WHAT TO DO: Rewrite every row with "outline" replaced by "boundary", keeping all other text the same and leaving out the pictures.

### DATA SHOWN

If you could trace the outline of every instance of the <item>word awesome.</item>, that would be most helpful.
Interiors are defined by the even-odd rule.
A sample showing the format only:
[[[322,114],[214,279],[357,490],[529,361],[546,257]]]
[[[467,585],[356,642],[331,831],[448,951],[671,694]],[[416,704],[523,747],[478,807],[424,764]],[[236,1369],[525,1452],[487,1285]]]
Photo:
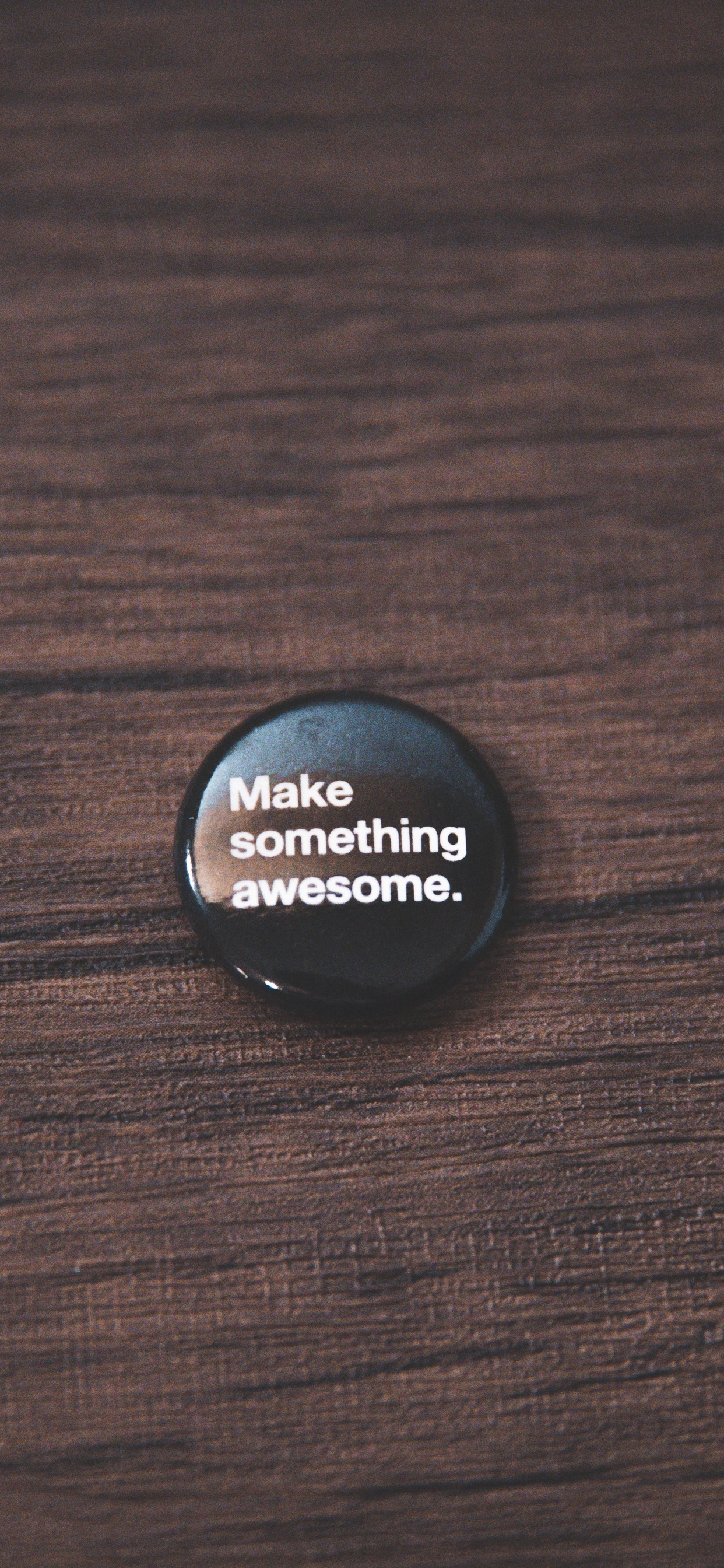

######

OUTPUT FOR THIS TASK:
If you could trace the boundary of every instance of the <item>word awesome.</item>, that would be most helpful.
Interiors are defined by the even-odd rule.
A sample showing the format only:
[[[322,114],[214,279],[357,490],[529,361],[546,257]]]
[[[467,585],[356,642],[331,831],[448,951],[671,694]],[[416,704],[523,747],[478,807],[424,764]],[[236,1369],[525,1452],[487,1285]]]
Photo:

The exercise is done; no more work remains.